*WRITTEN INSTRUCTION:* Can you render all of the material below as a numbered list, leaving out any blank lines?

*DATASET RECORDS:*
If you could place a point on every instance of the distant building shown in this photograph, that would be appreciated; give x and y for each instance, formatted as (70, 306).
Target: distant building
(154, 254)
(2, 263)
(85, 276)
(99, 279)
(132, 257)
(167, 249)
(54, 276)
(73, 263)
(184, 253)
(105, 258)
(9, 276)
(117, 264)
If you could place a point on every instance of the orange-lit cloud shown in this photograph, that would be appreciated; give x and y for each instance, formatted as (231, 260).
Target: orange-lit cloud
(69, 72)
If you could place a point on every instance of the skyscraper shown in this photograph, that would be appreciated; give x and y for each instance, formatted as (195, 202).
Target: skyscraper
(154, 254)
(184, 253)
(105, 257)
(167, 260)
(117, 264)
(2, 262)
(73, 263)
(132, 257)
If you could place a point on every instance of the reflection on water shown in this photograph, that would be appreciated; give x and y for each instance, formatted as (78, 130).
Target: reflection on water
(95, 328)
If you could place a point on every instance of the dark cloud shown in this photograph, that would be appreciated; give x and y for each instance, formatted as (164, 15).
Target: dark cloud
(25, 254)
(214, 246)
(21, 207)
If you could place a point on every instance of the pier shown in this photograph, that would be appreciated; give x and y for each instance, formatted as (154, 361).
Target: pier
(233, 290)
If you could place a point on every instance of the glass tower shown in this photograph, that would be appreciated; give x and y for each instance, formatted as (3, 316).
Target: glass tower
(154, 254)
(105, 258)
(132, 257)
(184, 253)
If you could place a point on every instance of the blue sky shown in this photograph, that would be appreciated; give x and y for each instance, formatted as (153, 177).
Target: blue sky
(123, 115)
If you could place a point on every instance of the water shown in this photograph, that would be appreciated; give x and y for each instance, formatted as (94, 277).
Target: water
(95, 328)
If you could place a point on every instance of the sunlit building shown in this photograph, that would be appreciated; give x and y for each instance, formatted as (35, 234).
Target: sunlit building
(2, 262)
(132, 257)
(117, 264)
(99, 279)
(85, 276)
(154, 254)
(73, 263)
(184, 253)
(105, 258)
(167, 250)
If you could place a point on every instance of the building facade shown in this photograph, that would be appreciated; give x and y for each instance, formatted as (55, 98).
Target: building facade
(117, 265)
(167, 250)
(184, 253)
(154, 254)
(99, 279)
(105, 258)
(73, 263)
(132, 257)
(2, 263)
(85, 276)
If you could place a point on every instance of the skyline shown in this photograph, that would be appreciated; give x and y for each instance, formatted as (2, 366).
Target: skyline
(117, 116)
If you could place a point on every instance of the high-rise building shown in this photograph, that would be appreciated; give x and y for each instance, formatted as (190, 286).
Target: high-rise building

*THE ANSWER:*
1. If you could place a point on every instance of the distant building shown in this photograph, that would be appreciated; give x and y for each instance, formatted as (70, 306).
2. Target: distant building
3. (154, 254)
4. (2, 263)
5. (85, 276)
6. (99, 279)
7. (132, 257)
8. (167, 249)
9. (54, 276)
10. (73, 263)
11. (184, 253)
12. (105, 258)
13. (9, 276)
14. (117, 264)
15. If you could place a point on every instance of the orange-lit cloud shown in this photograph, that would be appreciated; give x and y for each instance, formatted as (231, 260).
16. Target: orange-lit cloud
17. (69, 72)
18. If you could place a point on every instance of the skyscraper shown in this photograph, that would be appreciated; give x and y for each instance, formatted as (195, 202).
19. Target: skyscraper
20. (154, 254)
21. (184, 253)
22. (105, 257)
23. (167, 260)
24. (117, 264)
25. (2, 262)
26. (73, 263)
27. (132, 257)
28. If you could place a point on every instance of the reflection on water shown in this photograph, that would be appreciated; give x and y for each instance, formatted as (78, 130).
29. Target: reflection on water
30. (95, 328)
31. If you could place a point on every instance of the dark cloud shown in this photograph, that would be appreciated; give x and y for each instance, formatted as (164, 15).
32. Target: dark cloud
33. (25, 254)
34. (214, 246)
35. (21, 207)
36. If you could place a point on every instance of the pier shown in this photograph, that would be appreciated; give x and y for each instance, formatted as (154, 361).
37. Target: pier
38. (233, 290)
39. If you could place a point on every instance of the glass tower shown in this photograph, that would be appreciated; give x and y for each instance, formatted as (3, 316).
40. Target: glass tower
41. (154, 254)
42. (105, 258)
43. (132, 257)
44. (184, 253)
45. If you could place a point on every instance of the blue sky shown in this photograph, that would be appreciated; give x and y for each instance, formatted as (153, 177).
46. Target: blue sky
47. (123, 115)
48. If you could place a point on every instance of the water shown in this photograph, that would be appreciated; give x and y for each instance, formatted as (94, 277).
49. Target: water
50. (95, 328)
51. If you could place a point on every instance of the sunlit building shown in this photograph, that would be appreciated; give x and y for each instance, formatted as (35, 234).
52. Target: sunlit building
53. (2, 262)
54. (132, 257)
55. (117, 264)
56. (99, 279)
57. (85, 276)
58. (154, 254)
59. (73, 263)
60. (184, 253)
61. (105, 258)
62. (167, 250)
63. If you could place a point on every instance of the building facade shown in this photograph, that would be appreciated; give x and y for each instance, formatted as (55, 98).
64. Target: building facade
65. (117, 265)
66. (167, 250)
67. (184, 253)
68. (154, 254)
69. (99, 279)
70. (105, 258)
71. (73, 263)
72. (132, 257)
73. (2, 263)
74. (85, 276)
75. If you could place a point on every instance of the skyline shown in this photograph, that would be appreciated; give x and y for each instance, formatted as (2, 366).
76. Target: skyline
77. (117, 116)
78. If you could place a point on every instance of the high-rise building shown in this photograph, that would be appreciated; give x and y for each instance, formatted as (190, 286).
79. Target: high-rise building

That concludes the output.